▶ EXERCISE BRIEF
Reproduce each of the items below word for word, changing nothing.

▶ DATA RECORDS
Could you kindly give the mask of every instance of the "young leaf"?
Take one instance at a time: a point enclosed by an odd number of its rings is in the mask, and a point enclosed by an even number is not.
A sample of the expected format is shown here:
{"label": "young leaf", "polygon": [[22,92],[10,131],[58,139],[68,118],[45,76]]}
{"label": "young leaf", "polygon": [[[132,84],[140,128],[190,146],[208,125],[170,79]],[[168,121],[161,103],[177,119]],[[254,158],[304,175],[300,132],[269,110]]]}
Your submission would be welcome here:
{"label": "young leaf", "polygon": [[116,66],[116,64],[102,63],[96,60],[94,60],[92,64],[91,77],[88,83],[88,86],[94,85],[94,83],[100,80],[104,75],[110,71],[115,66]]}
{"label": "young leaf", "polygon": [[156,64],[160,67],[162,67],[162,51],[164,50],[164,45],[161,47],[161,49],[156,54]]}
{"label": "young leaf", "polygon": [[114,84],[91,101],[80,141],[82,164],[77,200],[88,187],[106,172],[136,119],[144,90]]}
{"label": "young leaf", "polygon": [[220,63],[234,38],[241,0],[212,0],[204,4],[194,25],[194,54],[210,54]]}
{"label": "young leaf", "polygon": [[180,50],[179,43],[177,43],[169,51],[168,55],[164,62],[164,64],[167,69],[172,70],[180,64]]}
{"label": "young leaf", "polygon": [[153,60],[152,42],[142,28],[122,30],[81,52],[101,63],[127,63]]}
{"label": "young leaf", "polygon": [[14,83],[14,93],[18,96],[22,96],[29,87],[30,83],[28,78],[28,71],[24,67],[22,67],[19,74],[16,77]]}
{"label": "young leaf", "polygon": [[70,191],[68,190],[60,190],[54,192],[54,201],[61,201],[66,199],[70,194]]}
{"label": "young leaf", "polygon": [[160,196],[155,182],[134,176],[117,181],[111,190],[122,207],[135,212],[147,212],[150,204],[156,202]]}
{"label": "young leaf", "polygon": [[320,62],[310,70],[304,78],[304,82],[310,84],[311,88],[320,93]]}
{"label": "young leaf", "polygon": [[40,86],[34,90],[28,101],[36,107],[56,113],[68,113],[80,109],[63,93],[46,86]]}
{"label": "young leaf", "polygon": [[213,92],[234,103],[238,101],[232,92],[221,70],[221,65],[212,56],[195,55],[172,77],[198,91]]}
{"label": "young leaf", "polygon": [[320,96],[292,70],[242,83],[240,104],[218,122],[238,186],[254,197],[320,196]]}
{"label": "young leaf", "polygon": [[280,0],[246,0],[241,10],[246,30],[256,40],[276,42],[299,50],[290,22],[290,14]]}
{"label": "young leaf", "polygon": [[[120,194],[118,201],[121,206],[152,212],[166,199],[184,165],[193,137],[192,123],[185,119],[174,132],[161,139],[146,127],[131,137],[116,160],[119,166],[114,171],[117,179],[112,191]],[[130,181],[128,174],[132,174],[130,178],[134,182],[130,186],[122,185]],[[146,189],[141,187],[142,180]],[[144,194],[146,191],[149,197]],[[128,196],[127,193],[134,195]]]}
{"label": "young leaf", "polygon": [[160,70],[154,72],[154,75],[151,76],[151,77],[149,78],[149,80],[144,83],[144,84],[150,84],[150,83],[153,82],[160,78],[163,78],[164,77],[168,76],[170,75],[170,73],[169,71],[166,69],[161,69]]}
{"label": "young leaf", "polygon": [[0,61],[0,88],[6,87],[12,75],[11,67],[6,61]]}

▶ REPLY TO THE EXERCISE
Could you kindly give the mask of every instance of the "young leaf"?
Take one instance at a time: a point enclosed by an odd number of its rings is in the mask, and a point enclosed by an even number is not.
A sample of the expected format is shown here:
{"label": "young leaf", "polygon": [[22,92],[10,131],[58,139],[68,118],[45,76]]}
{"label": "young leaf", "polygon": [[[132,84],[140,128],[190,146],[208,125],[170,79]],[[168,121],[161,103],[177,119]],[[254,158],[304,175],[300,132],[269,110]]]}
Your submission would be welcome here:
{"label": "young leaf", "polygon": [[116,66],[116,64],[102,63],[96,60],[94,60],[92,64],[91,77],[88,83],[88,86],[94,85],[94,83],[100,80],[104,75],[110,71],[115,66]]}
{"label": "young leaf", "polygon": [[156,64],[160,67],[162,67],[162,51],[164,50],[164,45],[161,47],[161,49],[156,54]]}
{"label": "young leaf", "polygon": [[114,84],[91,101],[80,141],[82,164],[77,200],[88,187],[106,172],[136,119],[144,90]]}
{"label": "young leaf", "polygon": [[220,63],[234,38],[241,0],[212,0],[204,4],[194,25],[194,54],[210,54]]}
{"label": "young leaf", "polygon": [[180,50],[179,43],[177,43],[169,51],[168,55],[164,62],[164,64],[167,69],[172,70],[180,64]]}
{"label": "young leaf", "polygon": [[153,60],[152,42],[142,28],[122,30],[81,52],[101,63],[127,63]]}
{"label": "young leaf", "polygon": [[14,83],[14,93],[18,96],[22,96],[29,87],[30,83],[28,78],[28,71],[24,67],[22,67],[19,74],[16,77]]}
{"label": "young leaf", "polygon": [[70,191],[68,190],[60,190],[54,192],[54,201],[61,201],[66,199],[70,194]]}
{"label": "young leaf", "polygon": [[160,196],[155,182],[134,176],[117,181],[111,190],[122,207],[135,212],[147,212],[150,204],[156,202]]}
{"label": "young leaf", "polygon": [[320,62],[310,70],[304,78],[304,82],[310,84],[311,88],[320,93]]}
{"label": "young leaf", "polygon": [[40,86],[34,90],[28,101],[36,107],[56,113],[68,113],[80,109],[63,93],[46,86]]}
{"label": "young leaf", "polygon": [[213,92],[234,103],[238,101],[232,92],[221,70],[221,65],[212,56],[195,55],[172,77],[198,91]]}
{"label": "young leaf", "polygon": [[320,96],[292,70],[242,83],[240,104],[218,122],[238,186],[254,197],[320,196]]}
{"label": "young leaf", "polygon": [[280,0],[246,0],[241,10],[246,30],[256,40],[276,42],[299,50],[290,22],[290,14]]}
{"label": "young leaf", "polygon": [[[120,194],[118,201],[121,206],[152,212],[166,199],[184,165],[193,137],[192,123],[185,119],[174,132],[161,139],[146,127],[131,137],[116,160],[119,166],[114,171],[117,179],[112,191]],[[130,181],[128,174],[132,174],[130,178],[134,182],[130,186],[122,185]],[[146,189],[141,187],[142,180]],[[144,194],[146,191],[149,197]],[[128,196],[127,193],[134,195]]]}
{"label": "young leaf", "polygon": [[160,70],[154,72],[154,75],[151,76],[151,77],[149,78],[149,80],[144,83],[144,84],[150,84],[150,83],[153,82],[160,78],[163,78],[164,77],[168,76],[170,75],[170,73],[169,71],[166,69],[161,69]]}
{"label": "young leaf", "polygon": [[0,61],[0,88],[6,87],[12,75],[11,67],[6,61]]}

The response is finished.